Introduzione a ‘La pratica (imperfetta) dell’anarchia’
2021-09-19
INDICE DEL LIBRO:
Quando era giovane, noi lo chiamavamo Kasko (sì, con la kappa). All’epoca avevamo tutti un qualche soprannome, che usavamo tra noi perché faceva tanto “banda”, o gruppo di affinità se si preferisce. Lui era Kasko perché utilizzava questo dispositivo di protezione in tempi in cui una retorica alla easy rider non contemplava atteggiamenti così prudenti. Ma il fatto di essere controcorrente non l’ha mai impressionato più di tanto. È rimasto Kasko per diversi anni, per tutto il periodo che va dalla fine del decennio Sessanta alla fine del decennio Settanta. È il periodo della militanza dura, quotidiana, della militanza come scelta di vita.
Al pari di tanti coetanei, Paolo inizia la sua traiettoria politica nel 1968, e precisamente al liceo Carducci di Milano, dove si fa le ossa come “liderino studentesco” (secondo una definizione dell’epoca). Ma già in quell’anno si avvicina al Circolo (anarchico) Ponte della Ghisolfa – le parentesi sono nella dicitura originale – come testimonia una rara foto che lo vede in prima fila alla serata di inaugurazione della nuova sede di piazzale Lugano 31. La rotta di avvicinamento prosegue serrata in quel fatidico 1969, che lo vedrà aderire al gruppo Bandiera Nera subito dopo la strage di piazza Fontana e la morte di Pino Pinelli (quasi a riempire, come lui stesso racconta, il posto vuoto lasciato dalla sua tragica e assolutamente non accidentale morte).

» LAVORO DA SVOLGERE
• a. Restituisci l'introduzione a "La pratica (imperfetta) dell'anarchia" per intero, senza modificarne nulla.
• b. Riscrivi come tabella Markdown le voci a partire dalla riga che contiene "Locate the planter" fino all'ultima riga delle voci, entrambe comprese, tralasciando le righe vuote. Usa una colonna "Numero" con il numero progressivo della riga e una colonna "Riga" con la riga stessa.
Le voci riportate di seguito non hanno alcun legame con l'introduzione.

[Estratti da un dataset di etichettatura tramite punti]
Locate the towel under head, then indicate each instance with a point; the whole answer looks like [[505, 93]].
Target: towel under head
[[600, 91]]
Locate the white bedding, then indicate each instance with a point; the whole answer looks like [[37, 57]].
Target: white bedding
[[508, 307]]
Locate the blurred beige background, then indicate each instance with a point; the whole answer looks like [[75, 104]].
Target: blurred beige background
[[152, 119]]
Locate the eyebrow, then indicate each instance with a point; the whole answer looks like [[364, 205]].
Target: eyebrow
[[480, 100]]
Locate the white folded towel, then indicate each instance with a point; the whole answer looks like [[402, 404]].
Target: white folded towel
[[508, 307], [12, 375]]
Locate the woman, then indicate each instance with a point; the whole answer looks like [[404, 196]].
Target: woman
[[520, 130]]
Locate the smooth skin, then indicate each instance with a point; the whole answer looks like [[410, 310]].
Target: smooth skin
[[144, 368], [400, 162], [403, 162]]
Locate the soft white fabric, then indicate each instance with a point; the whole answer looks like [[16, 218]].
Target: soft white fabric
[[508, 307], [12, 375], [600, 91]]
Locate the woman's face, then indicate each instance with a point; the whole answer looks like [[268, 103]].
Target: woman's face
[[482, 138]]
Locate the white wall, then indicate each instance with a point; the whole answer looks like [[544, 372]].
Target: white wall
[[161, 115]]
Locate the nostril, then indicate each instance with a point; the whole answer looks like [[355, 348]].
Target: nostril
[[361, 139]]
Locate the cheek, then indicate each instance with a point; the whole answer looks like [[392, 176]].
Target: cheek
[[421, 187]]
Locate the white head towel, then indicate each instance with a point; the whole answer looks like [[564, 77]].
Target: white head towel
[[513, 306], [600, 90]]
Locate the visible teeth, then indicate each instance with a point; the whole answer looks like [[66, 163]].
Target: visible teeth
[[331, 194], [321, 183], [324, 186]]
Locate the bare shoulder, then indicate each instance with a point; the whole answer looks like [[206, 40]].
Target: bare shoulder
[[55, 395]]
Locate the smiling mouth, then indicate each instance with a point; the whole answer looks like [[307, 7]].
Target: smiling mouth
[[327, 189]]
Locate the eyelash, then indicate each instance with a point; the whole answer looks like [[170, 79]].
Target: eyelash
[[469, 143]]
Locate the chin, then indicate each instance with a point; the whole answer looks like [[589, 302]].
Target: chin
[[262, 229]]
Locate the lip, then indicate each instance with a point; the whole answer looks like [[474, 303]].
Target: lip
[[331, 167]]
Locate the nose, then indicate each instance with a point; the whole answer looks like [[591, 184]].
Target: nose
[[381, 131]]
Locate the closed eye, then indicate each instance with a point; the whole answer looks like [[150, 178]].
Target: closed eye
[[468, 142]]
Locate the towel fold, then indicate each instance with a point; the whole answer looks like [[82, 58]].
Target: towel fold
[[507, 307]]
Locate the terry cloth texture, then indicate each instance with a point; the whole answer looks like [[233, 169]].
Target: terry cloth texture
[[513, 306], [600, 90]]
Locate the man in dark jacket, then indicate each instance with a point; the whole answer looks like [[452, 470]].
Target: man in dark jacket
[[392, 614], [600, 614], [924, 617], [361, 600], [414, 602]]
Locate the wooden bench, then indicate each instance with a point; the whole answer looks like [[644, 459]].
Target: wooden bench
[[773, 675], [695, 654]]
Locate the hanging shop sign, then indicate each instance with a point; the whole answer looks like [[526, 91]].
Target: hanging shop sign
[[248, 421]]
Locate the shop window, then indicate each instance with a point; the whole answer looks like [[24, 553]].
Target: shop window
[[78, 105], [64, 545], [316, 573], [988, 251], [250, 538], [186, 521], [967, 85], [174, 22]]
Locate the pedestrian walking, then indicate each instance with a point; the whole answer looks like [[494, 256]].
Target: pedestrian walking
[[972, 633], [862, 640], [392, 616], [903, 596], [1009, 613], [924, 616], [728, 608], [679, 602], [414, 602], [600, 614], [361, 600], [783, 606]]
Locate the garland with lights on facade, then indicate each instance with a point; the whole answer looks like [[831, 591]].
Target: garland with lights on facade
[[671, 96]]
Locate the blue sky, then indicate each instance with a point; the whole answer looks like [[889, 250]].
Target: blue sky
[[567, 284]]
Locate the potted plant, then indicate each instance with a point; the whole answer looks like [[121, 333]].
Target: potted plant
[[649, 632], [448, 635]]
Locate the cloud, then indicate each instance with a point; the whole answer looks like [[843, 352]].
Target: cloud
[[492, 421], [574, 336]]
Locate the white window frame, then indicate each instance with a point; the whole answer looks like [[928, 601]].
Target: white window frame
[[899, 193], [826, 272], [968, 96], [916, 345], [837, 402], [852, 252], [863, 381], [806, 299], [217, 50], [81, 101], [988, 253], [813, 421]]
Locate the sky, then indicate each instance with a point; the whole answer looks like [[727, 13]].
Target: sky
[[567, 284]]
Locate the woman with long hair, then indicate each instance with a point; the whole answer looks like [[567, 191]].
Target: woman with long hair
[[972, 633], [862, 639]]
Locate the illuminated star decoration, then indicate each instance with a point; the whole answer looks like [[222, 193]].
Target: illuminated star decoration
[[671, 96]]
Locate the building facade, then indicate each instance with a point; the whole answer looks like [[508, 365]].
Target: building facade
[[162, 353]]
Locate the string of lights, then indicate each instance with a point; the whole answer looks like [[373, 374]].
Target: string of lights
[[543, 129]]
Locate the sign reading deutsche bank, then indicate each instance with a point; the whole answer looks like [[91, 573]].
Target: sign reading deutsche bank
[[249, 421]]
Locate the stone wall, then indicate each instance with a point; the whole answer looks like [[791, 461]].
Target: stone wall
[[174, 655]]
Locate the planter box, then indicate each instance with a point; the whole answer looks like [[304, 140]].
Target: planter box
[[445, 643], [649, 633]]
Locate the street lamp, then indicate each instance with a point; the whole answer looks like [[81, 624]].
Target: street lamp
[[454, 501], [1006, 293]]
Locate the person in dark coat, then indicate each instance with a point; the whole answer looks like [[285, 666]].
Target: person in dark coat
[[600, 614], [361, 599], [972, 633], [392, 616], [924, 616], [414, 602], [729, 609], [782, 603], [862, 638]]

» SOLUZIONI DEGLI ESERCIZI
• a.
Introduzione a ‘La pratica (imperfetta) dell’anarchia’
2021-09-19
INDICE DEL LIBRO:
Quando era giovane, noi lo chiamavamo Kasko (sì, con la kappa). All’epoca avevamo tutti un qualche soprannome, che usavamo tra noi perché faceva tanto “banda”, o gruppo di affinità se si preferisce. Lui era Kasko perché utilizzava questo dispositivo di protezione in tempi in cui una retorica alla easy rider non contemplava atteggiamenti così prudenti. Ma il fatto di essere controcorrente non l’ha mai impressionato più di tanto. È rimasto Kasko per diversi anni, per tutto il periodo che va dalla fine del decennio Sessanta alla fine del decennio Settanta. È il periodo della militanza dura, quotidiana, della militanza come scelta di vita.
Al pari di tanti coetanei, Paolo inizia la sua traiettoria politica nel 1968, e precisamente al liceo Carducci di Milano, dove si fa le ossa come “liderino studentesco” (secondo una definizione dell’epoca). Ma già in quell’anno si avvicina al Circolo (anarchico) Ponte della Ghisolfa – le parentesi sono nella dicitura originale – come testimonia una rara foto che lo vede in prima fila alla serata di inaugurazione della nuova sede di piazzale Lugano 31. La rotta di avvicinamento prosegue serrata in quel fatidico 1969, che lo vedrà aderire al gruppo Bandiera Nera subito dopo la strage di piazza Fontana e la morte di Pino Pinelli (quasi a riempire, come lui stesso racconta, il posto vuoto lasciato dalla sua tragica e assolutamente non accidentale morte).

• b.
| Numero | Riga |
|---|---|
| 1 | Locate the planter box, then indicate each instance with a point; the whole answer looks like [[304, 140]]. |
| 2 | Target: planter box |
| 3 | [[445, 643], [649, 633]] |
| 4 | Locate the street lamp, then indicate each instance with a point; the whole answer looks like [[81, 624]]. |
| 5 | Target: street lamp |
| 6 | [[454, 501], [1006, 293]] |
| 7 | Locate the person in dark coat, then indicate each instance with a point; the whole answer looks like [[285, 666]]. |
| 8 | Target: person in dark coat |
| 9 | [[600, 614], [361, 599], [972, 633], [392, 616], [924, 616], [414, 602], [729, 609], [782, 603], [862, 638]] |